• PASSAGE GIVEN:
* * * * * * * * *

Normally I wouldn't have written this, but I was compelled by a post I saw on someone else's blog about the importance of writing down what we learn, even if it's not very good. I'm just that gullible I suppose.
I've been using FFmpeg as a component of a real-time video processing program for a while now. I am NOT an expert in FFmpeg, or even very well versed in the project as a whole, but I do have a working piece of code that uses it. So there's that. The situation is better now, but when I was first writing my media player I pieced it together from old outdated example code, half-finished gists, and fucking doxygen. So here's a gift from one internet stranger to another: just more of the same.
Video files have a number of different types of data that need to be presented to the user at the same time: the video frames, the audio, and sometimes embedded subtitles. In fact, video files often have multiple different audio streams in them (one for each language), and multiple subtitle streams (normal subtitles, colored subtitles, hearing impaired). The user is in charge of choosing the streams they want to come out of their screens and speakers.
The obvious way to do this is to just have all of the video frames listed sequentially in the video file, followed by all of the audio samples listed sequentially, on and on for all of the relevant data streams. Then, you would just maintain three or so pointer heads into the file, incrementing them as needed, and do whatever it is you need.

* * * * * * * * *

• GIVEN DATA:

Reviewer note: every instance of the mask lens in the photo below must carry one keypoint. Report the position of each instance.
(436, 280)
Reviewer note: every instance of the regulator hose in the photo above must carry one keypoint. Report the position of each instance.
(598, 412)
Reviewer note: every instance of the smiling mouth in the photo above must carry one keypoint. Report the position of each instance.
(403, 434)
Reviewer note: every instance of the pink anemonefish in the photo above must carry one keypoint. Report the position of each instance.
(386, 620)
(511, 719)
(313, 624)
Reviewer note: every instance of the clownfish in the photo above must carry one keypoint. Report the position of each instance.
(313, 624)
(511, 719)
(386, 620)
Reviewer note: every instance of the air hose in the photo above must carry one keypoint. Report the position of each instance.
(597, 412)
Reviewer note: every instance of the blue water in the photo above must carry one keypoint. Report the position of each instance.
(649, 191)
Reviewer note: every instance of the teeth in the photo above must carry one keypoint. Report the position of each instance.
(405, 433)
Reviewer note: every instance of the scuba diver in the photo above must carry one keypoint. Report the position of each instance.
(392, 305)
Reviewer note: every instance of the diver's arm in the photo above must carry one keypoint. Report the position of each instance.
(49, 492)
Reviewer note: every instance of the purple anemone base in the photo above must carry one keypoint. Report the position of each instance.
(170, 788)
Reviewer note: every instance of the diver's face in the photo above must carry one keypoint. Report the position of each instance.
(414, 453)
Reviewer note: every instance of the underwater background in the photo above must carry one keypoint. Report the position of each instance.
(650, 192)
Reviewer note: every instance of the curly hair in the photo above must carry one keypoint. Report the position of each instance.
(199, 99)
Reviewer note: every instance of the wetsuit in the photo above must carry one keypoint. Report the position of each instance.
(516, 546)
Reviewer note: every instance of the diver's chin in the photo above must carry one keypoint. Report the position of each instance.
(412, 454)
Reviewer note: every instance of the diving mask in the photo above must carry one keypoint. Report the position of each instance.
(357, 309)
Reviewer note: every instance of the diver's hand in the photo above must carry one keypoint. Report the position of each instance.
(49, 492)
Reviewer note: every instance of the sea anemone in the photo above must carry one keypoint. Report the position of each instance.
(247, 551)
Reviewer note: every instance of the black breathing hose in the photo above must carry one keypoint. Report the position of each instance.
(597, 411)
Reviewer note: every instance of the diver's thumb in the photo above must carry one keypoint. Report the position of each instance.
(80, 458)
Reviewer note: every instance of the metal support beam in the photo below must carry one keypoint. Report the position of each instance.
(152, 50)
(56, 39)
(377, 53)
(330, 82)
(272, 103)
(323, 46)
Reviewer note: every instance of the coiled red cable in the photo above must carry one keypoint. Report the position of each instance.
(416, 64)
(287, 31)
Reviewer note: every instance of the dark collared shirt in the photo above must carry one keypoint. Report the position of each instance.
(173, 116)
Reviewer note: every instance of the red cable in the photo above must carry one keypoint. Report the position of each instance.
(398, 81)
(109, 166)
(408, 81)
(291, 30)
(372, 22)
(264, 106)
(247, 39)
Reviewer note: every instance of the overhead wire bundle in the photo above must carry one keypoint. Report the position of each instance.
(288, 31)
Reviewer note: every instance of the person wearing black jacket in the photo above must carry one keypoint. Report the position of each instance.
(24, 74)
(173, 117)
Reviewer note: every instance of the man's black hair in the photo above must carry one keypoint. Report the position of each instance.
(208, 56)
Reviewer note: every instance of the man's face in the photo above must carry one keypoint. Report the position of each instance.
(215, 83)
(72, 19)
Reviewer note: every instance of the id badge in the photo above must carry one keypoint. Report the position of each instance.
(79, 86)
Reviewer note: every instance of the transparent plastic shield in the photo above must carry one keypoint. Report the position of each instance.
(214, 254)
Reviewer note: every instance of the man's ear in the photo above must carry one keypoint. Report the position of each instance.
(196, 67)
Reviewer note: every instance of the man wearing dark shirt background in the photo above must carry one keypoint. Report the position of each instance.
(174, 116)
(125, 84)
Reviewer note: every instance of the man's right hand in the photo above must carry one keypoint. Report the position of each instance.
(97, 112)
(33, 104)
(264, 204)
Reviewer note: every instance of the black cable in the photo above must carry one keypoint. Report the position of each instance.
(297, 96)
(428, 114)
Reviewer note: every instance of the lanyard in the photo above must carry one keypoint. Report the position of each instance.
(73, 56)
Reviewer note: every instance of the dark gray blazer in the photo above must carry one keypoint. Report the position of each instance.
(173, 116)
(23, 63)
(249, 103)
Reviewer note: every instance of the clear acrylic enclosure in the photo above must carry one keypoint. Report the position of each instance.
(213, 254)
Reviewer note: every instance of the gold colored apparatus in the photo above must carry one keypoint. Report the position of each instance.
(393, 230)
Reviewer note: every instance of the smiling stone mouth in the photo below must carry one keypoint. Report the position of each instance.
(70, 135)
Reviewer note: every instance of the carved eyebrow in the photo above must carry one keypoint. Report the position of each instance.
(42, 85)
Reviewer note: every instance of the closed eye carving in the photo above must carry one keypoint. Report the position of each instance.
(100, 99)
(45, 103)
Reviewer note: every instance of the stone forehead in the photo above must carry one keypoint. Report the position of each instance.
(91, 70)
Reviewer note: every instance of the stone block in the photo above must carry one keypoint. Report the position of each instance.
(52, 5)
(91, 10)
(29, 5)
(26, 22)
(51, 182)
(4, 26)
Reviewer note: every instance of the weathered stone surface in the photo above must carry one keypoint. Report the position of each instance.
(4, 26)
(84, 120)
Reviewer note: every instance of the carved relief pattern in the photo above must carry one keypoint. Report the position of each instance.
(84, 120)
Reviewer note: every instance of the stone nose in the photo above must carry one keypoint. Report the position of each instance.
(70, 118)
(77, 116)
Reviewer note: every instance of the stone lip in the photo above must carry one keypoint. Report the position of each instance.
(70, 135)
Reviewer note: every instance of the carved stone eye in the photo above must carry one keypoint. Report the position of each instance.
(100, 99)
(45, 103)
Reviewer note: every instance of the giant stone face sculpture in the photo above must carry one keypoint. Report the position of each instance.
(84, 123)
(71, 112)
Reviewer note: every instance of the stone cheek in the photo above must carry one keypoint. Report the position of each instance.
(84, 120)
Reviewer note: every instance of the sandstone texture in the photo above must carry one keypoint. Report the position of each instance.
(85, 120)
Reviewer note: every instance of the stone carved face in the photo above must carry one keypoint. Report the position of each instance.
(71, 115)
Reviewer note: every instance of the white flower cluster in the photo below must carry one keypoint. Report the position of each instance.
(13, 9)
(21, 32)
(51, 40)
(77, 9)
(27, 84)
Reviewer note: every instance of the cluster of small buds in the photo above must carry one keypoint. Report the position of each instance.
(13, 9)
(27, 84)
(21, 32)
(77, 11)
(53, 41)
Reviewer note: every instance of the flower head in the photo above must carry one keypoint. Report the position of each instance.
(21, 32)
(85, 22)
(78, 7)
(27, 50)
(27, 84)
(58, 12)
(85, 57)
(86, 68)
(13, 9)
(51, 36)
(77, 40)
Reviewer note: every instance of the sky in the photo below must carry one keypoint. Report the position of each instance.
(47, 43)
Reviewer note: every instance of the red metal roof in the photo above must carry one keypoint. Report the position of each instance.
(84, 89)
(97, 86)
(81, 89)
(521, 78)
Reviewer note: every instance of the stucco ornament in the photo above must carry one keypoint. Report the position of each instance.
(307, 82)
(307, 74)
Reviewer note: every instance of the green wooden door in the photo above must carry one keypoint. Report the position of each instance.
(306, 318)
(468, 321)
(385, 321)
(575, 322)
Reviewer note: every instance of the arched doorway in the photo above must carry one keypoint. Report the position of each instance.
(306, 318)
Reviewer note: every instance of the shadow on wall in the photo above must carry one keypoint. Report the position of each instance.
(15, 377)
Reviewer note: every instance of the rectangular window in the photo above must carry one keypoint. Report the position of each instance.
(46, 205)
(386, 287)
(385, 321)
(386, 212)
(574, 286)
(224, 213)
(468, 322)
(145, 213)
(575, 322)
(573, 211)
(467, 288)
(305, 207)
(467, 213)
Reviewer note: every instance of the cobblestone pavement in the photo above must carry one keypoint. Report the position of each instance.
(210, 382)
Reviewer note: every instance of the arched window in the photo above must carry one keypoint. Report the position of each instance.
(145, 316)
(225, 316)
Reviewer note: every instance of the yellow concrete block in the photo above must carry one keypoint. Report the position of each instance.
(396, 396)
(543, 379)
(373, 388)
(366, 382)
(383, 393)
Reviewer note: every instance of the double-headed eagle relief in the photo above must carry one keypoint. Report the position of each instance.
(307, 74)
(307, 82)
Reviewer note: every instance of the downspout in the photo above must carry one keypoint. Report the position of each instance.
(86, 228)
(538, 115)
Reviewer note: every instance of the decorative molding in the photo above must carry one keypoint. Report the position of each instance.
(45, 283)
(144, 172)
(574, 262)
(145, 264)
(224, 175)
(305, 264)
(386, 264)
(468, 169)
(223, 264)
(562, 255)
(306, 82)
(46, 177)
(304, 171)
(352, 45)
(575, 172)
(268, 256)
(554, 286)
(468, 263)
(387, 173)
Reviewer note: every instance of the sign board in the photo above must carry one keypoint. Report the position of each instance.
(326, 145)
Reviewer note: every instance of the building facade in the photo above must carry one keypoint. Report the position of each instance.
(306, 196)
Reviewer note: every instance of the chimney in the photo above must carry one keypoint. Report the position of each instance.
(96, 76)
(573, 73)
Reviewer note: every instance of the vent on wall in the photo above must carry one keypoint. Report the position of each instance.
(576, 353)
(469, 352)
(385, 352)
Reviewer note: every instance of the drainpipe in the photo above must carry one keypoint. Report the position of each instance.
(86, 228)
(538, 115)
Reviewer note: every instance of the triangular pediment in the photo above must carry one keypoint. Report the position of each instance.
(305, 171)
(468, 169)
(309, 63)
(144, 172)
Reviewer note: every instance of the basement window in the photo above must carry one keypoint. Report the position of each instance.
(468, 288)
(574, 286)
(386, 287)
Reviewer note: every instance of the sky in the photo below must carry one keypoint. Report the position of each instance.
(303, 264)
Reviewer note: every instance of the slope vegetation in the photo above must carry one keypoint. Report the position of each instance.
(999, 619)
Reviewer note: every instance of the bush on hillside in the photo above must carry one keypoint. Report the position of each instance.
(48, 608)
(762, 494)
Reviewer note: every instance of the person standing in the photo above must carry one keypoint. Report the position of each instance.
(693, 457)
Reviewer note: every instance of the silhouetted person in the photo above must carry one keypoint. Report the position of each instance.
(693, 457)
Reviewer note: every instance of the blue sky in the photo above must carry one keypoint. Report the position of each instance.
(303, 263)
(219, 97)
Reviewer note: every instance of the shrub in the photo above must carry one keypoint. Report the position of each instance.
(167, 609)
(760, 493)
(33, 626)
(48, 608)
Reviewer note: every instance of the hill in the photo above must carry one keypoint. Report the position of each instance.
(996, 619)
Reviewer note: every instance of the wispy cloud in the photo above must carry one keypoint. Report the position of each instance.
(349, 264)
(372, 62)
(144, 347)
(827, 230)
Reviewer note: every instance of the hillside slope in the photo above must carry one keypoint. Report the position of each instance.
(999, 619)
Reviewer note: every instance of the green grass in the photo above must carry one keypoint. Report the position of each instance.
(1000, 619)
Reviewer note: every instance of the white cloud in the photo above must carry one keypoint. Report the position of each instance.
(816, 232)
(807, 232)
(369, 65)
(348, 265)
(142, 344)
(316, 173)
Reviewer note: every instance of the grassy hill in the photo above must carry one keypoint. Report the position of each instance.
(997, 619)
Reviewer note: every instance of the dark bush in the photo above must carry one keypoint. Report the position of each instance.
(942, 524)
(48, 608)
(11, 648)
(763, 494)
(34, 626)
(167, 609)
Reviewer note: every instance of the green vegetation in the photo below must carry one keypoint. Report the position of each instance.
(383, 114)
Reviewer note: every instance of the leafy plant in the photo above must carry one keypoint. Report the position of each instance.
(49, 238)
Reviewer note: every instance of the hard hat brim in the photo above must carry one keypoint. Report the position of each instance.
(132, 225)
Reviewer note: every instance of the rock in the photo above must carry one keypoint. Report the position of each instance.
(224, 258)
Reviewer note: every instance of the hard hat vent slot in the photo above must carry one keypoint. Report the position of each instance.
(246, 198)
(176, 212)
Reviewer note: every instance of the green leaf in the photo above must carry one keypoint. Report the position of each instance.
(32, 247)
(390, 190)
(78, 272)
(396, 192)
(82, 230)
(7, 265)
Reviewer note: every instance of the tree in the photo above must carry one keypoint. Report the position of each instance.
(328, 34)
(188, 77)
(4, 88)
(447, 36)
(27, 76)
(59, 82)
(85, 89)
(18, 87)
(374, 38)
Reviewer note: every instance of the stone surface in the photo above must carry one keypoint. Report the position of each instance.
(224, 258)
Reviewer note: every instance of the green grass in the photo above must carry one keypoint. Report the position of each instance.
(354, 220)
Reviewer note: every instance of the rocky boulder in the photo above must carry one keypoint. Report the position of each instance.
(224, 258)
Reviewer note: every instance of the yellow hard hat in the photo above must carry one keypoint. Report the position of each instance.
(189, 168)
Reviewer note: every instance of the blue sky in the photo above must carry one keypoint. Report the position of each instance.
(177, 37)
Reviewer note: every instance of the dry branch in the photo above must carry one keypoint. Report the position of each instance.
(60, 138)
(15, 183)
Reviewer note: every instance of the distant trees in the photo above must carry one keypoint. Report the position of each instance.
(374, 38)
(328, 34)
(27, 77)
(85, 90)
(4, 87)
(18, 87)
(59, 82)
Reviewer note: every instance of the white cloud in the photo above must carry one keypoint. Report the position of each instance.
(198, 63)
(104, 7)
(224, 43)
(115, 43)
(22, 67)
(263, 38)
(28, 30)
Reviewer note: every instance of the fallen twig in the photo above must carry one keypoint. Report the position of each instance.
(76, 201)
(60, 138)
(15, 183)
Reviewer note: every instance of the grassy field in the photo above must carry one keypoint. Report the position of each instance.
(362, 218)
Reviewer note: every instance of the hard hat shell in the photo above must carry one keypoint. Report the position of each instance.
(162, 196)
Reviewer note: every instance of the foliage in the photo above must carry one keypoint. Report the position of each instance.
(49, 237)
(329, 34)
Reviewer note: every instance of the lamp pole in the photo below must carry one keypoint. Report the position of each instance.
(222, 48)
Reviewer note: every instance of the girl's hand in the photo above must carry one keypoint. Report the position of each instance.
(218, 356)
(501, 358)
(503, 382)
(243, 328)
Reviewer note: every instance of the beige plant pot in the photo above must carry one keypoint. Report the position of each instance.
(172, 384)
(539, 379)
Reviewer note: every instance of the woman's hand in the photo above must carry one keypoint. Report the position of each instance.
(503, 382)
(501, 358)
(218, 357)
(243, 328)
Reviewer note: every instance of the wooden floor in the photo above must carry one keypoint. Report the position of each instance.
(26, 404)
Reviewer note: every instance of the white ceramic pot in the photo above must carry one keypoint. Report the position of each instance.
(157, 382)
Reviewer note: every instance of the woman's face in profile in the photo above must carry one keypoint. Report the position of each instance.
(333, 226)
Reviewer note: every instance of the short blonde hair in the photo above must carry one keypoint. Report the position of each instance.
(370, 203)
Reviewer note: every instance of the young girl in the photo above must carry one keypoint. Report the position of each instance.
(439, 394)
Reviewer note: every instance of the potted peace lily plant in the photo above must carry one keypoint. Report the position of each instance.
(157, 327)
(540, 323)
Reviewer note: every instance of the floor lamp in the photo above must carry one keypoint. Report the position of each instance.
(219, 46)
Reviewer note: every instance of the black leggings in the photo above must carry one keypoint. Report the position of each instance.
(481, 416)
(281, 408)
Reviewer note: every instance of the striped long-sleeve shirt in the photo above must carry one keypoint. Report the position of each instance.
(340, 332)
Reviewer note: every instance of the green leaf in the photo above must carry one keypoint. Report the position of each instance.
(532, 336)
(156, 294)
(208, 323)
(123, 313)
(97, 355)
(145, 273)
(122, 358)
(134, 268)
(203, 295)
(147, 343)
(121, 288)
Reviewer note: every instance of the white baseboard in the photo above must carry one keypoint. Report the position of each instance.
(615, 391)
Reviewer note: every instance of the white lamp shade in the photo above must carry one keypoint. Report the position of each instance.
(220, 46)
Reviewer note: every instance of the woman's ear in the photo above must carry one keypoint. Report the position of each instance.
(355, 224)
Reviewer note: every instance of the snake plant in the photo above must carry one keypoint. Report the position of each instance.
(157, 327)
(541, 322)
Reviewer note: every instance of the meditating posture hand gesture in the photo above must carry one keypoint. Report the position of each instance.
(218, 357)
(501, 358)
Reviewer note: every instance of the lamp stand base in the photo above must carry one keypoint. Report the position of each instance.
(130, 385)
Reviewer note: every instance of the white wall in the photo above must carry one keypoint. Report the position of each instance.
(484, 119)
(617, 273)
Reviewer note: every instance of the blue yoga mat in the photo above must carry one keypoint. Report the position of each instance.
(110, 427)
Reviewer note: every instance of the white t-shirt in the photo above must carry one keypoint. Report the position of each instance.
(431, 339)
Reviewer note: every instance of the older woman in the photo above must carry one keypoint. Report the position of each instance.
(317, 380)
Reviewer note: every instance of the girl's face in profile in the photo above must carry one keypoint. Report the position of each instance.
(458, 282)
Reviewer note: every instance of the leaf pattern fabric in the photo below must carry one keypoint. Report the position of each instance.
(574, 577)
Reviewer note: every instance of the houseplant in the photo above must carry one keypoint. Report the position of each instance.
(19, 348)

* * * * * * * * *

• WRITTEN TASK 1:
According to the FFmpeg post, what did the writer piece the first media player together from?
• WRITTEN TASK 2:
Write the next few paragraphs of the FFmpeg post, picking up after its last sentence.

• FINAL ANSWER 1:
Old outdated example code, half-finished gists, and doxygen.

• FINAL ANSWER 2:
But no, apparently that's just a little too easy for some people. What actually happens is multiplexing, where the different streams are broken into small packets and interleaved throughout the file. The idea is that you would be able to maintain just a single pointer head into the file and just read each packet one by one and do your thing. We'll come back to that later.
In all honestly, this decision isn't all that bad. It makes some coding in the future more difficult and error-prone, but it also means that streaming video, or playing video files that aren't finished being written yet and whose total length isn't yet known, starts to look a lot like playing normal video files. This viewpoint is emphasized in the latest video file formats. But I digress.
Another important point is that the video and audio data streams are, in 100% of situations, going to be compressed. There are many different compression and decompression algorithms, called "codecs", and they should all be considered a black box. Modern video compression is quite complex. The spec for the vp8 codec, while short, was famously difficult to write a decompressor for. The new fancier version, vp9, doesn't even have an official spec, 9 years later it's still just a draft! The other major video codecs like HVEC or AV1 aren't much better, they keep shoving more stuff in the bitstream. Audio codecs are usually much simpler but are still, in my opinion, not worth implementing if your final goal is just to read and write video files. Just don't roll your own.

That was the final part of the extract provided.